start

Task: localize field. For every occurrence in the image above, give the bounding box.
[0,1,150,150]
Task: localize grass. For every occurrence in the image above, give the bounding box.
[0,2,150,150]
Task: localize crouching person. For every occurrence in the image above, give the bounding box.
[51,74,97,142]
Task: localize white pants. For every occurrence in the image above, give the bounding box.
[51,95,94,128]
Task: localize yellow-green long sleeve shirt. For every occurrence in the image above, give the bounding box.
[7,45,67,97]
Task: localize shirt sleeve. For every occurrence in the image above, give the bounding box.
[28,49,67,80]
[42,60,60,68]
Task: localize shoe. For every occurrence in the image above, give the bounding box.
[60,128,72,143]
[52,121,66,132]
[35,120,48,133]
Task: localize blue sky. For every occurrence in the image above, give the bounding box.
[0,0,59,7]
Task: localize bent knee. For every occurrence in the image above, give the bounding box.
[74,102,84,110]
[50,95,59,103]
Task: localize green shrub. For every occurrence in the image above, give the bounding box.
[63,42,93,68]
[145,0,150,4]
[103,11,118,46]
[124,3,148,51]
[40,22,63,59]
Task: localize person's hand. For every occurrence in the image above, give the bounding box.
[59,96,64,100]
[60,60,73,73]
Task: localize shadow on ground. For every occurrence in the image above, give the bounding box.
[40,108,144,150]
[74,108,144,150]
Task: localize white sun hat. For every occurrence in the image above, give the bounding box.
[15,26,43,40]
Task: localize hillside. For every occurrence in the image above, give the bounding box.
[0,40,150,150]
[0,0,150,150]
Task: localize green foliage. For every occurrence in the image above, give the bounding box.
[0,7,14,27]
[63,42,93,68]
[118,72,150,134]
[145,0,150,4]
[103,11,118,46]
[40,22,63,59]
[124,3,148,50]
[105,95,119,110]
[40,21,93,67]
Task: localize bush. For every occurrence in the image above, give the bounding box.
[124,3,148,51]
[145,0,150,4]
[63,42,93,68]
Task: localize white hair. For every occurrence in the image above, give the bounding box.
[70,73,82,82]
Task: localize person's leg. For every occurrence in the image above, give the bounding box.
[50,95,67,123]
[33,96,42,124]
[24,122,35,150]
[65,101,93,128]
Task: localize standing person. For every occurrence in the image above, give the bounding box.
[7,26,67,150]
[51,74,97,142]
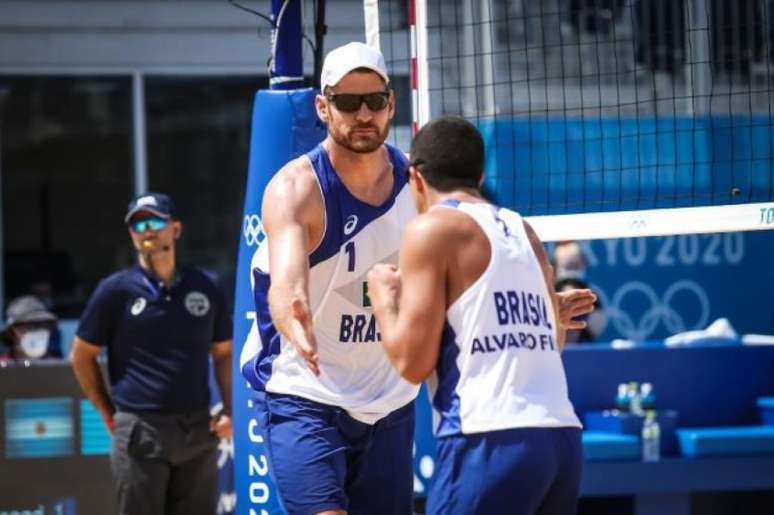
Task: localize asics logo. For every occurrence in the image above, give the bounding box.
[137,195,156,206]
[344,215,358,236]
[242,215,266,246]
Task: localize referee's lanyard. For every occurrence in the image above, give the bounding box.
[142,275,166,300]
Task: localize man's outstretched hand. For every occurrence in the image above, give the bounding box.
[556,289,597,329]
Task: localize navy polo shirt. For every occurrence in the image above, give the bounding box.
[77,265,231,413]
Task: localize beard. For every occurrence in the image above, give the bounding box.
[329,119,390,154]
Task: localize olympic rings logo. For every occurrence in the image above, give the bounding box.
[242,215,266,247]
[595,279,710,341]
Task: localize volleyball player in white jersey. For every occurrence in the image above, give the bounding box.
[246,43,593,515]
[368,117,581,515]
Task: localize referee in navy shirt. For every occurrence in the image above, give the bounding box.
[71,193,231,515]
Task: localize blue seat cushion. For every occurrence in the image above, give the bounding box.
[582,431,640,461]
[677,426,774,457]
[758,397,774,426]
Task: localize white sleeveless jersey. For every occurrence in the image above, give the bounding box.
[242,145,418,424]
[431,201,581,436]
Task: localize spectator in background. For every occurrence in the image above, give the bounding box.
[553,241,586,280]
[554,277,601,343]
[71,193,232,515]
[553,240,606,343]
[0,295,62,360]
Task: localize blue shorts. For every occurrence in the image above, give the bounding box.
[427,427,582,515]
[259,393,414,515]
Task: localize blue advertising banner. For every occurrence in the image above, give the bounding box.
[233,89,325,515]
[580,231,774,341]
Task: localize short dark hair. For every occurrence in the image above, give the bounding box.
[410,115,484,191]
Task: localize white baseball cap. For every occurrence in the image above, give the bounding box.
[320,41,390,91]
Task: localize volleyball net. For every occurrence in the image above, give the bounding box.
[364,0,774,240]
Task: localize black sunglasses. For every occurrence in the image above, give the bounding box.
[325,91,390,113]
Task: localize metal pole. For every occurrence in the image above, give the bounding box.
[686,0,712,116]
[132,71,148,195]
[0,86,8,319]
[479,0,498,116]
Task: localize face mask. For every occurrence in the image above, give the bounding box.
[19,329,51,358]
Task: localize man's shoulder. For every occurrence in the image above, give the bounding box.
[264,155,320,201]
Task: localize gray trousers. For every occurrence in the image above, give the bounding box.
[110,410,218,515]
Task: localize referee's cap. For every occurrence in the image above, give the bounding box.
[124,192,175,223]
[320,41,390,91]
[5,295,57,329]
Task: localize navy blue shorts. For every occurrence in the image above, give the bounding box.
[259,393,414,515]
[427,427,582,515]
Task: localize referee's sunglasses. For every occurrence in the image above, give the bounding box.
[129,216,169,232]
[325,91,390,113]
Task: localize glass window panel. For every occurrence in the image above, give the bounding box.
[0,76,132,317]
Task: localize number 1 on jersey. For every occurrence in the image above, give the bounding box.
[344,241,355,272]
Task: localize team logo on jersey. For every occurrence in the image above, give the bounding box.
[344,215,358,236]
[184,291,210,317]
[129,297,148,316]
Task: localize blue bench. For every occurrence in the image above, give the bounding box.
[677,426,774,458]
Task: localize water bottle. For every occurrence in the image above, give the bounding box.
[642,410,661,461]
[627,381,644,416]
[615,383,629,413]
[640,383,656,411]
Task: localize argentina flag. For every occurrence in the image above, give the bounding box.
[5,397,74,458]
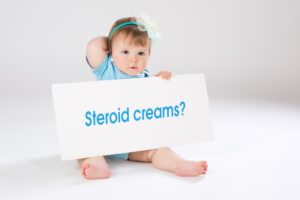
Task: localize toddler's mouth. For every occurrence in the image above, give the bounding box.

end

• DIRECTIVE:
Can you turn the stretch of lines above that opens with the line containing "Task: localize face" and closes with the line containing "[344,241,355,272]", both ends included, into a numbered list with blank lines dropped?

• EXERCISE SOLUTION:
1. Task: localize face mask. For every occurrence in the image above, give the bounding box.
2. [19,329,51,358]
3. Task: localize man's shoulder. For every occurrence in the image above, give the bounding box.
4. [264,155,320,201]
5. Task: localize gray trousers. For every occurrence in the image above, give the bounding box.
6. [110,410,218,515]
7. Task: localize referee's cap. For every occurrence in the image above, give the bounding box.
8. [124,192,175,223]
9. [320,41,390,91]
10. [5,295,57,329]
11. Task: localize navy blue shorts. For every occurrence in the image above, give the bounding box.
12. [259,393,414,515]
13. [427,427,582,515]
14. Task: localize referee's sunglasses. For every occurrence in the image above, give the bounding box.
15. [129,216,169,232]
16. [325,91,390,113]
17. Task: localize glass window panel. For every occurrence in the image above, give the bounding box.
18. [0,76,132,317]
19. Task: localize number 1 on jersey. For every occurrence in the image above, give the bounding box.
20. [344,241,355,272]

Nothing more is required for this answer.